Exercises:
1/ In the text on the Turku RM 2 trams, revise the passage that begins at the words "The active service" and stops after "and early 1950s.", changing "rolling stock" to "tram cars".
2/ In the text on the Turku RM 2 trams, rewrite the paragraph that begins "After not finding a purchaser" more briefly, keeping its main facts.

The RM 2 class were delivered in 1956 and initially used on all three Turku tram lines. However, it soon turned out that they were too long to pass each other on some curves along the circular line 3, and they were restricted to lines 1 and 2.

The active service of the RM 2 class was short-lived as the Turku tram network closed between 1967 and 1972. Line 1 closed in 1967, leaving the RM 2s to run only on line 2. In 1971 the inner circle of line 3 (3A) was closed down. This would have made it possible to utilize the RM 2s on the remaining 3B, but this was not done. As a result, the RM 2 class was withdrawn on 1 June 1972 when line 2 closed. Tram operations continued on line 3B until 1 October 1972, utilising older rolling stock dating from the 1930s and early 1950s.

==Fate after withdrawal from service==

TuKL negotiated with several existing tram operators about the sale of the RM 2 trams, only 16 years old when withdrawn, including Helsinki City Transport (HKL), the sole tram operator in Finland after the closure of the Turku network. Although the RM 2 trams were similar to the HM IV, RM 1, HM V and RM 3 trams used in Helsinki, they were narrower, which would have necessitated modifications to utilize them in Helsinki. Additionally HKL was about to take delivery of 40 state-of-the-art articulated trams during 1973–75, which meant they had little use for trams based on older technology.

After not finding a purchaser, the city sold the RM 2's for scrap at a loss. Five of the eight trams were sold to Laihon romuliike, where they were scrapped. The remaining three were given to different societies for preservation; 52 to Merimieslähetysseura, 53 to the Finnish Tramway Society and 55 to the Museum of Technology, Helsinki. All three were stored outdoors in different locations and were so badly vandalised that they were scrapped in the 1970s and 1980s.

Entries supplied:

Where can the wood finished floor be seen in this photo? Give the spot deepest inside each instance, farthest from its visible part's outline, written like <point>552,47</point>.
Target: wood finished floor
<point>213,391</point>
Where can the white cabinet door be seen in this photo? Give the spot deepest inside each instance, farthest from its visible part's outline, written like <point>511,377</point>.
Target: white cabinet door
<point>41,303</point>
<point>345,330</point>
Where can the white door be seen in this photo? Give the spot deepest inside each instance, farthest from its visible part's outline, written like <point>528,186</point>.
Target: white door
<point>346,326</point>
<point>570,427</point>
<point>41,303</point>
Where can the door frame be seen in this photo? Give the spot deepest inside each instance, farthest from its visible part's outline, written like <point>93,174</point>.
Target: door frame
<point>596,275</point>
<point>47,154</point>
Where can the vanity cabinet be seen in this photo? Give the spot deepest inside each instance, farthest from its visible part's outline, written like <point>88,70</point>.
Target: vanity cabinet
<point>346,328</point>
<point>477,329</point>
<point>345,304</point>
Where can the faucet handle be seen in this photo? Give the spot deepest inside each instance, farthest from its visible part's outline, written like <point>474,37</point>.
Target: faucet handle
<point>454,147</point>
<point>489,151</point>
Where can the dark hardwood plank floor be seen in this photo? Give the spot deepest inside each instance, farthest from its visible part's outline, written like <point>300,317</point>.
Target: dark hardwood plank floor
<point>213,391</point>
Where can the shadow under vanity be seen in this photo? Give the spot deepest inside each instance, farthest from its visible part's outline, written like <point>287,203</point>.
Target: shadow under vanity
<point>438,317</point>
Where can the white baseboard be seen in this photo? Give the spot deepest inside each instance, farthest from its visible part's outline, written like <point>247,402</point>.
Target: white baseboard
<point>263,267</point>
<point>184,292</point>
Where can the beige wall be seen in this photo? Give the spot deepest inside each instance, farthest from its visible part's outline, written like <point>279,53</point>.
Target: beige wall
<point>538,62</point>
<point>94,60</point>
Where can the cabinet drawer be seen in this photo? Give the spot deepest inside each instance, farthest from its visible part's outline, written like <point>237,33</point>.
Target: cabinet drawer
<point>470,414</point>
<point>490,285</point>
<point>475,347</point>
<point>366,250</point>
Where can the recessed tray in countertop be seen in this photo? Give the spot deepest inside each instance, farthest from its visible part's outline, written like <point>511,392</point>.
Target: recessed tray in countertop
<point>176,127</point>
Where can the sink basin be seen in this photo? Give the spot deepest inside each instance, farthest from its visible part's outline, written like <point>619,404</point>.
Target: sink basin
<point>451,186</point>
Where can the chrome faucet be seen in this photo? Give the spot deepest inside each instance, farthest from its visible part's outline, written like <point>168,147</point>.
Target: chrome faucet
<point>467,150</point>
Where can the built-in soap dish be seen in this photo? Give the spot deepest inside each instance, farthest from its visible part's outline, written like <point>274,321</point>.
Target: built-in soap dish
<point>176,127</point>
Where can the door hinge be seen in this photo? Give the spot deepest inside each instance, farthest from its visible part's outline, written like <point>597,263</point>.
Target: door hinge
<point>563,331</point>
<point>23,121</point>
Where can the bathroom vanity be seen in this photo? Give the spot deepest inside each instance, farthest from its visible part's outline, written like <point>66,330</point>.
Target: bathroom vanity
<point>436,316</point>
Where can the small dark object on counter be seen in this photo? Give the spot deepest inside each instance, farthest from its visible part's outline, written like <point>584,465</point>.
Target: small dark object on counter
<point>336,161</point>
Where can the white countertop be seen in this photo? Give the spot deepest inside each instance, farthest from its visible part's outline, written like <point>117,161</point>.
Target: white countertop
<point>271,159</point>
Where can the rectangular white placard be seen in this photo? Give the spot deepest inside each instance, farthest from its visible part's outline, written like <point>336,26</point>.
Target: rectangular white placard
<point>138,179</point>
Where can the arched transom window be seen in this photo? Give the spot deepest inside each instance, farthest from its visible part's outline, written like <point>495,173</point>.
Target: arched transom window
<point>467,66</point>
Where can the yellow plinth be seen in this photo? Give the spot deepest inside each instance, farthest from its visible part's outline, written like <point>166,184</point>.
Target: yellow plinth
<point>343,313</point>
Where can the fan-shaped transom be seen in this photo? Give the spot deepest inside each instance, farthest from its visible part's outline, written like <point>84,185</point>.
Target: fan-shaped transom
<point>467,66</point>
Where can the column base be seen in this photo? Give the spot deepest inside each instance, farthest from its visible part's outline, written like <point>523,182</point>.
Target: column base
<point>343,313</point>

Answers by item:
1/
The active service of the RM 2 class was short-lived as the Turku tram network closed between 1967 and 1972. Line 1 closed in 1967, leaving the RM 2s to run only on line 2. In 1971 the inner circle of line 3 (3A) was closed down. This would have made it possible to utilize the RM 2s on the remaining 3B, but this was not done. As a result, the RM 2 class was withdrawn on 1 June 1972 when line 2 closed. Tram operations continued on line 3B until 1 October 1972, utilising older tram cars dating from the 1930s and early 1950s.

2/ With no buyer found, the city sold the RM 2s for scrap at a loss. Laihon romuliike bought and scrapped five of the eight. The other three went to societies for preservation: 52 to Merimieslähetysseura, 53 to the Finnish Tramway Society and 55 to the Museum of Technology, Helsinki. Stored outdoors at separate sites, all three were badly vandalized and scrapped in the 1970s and 1980s.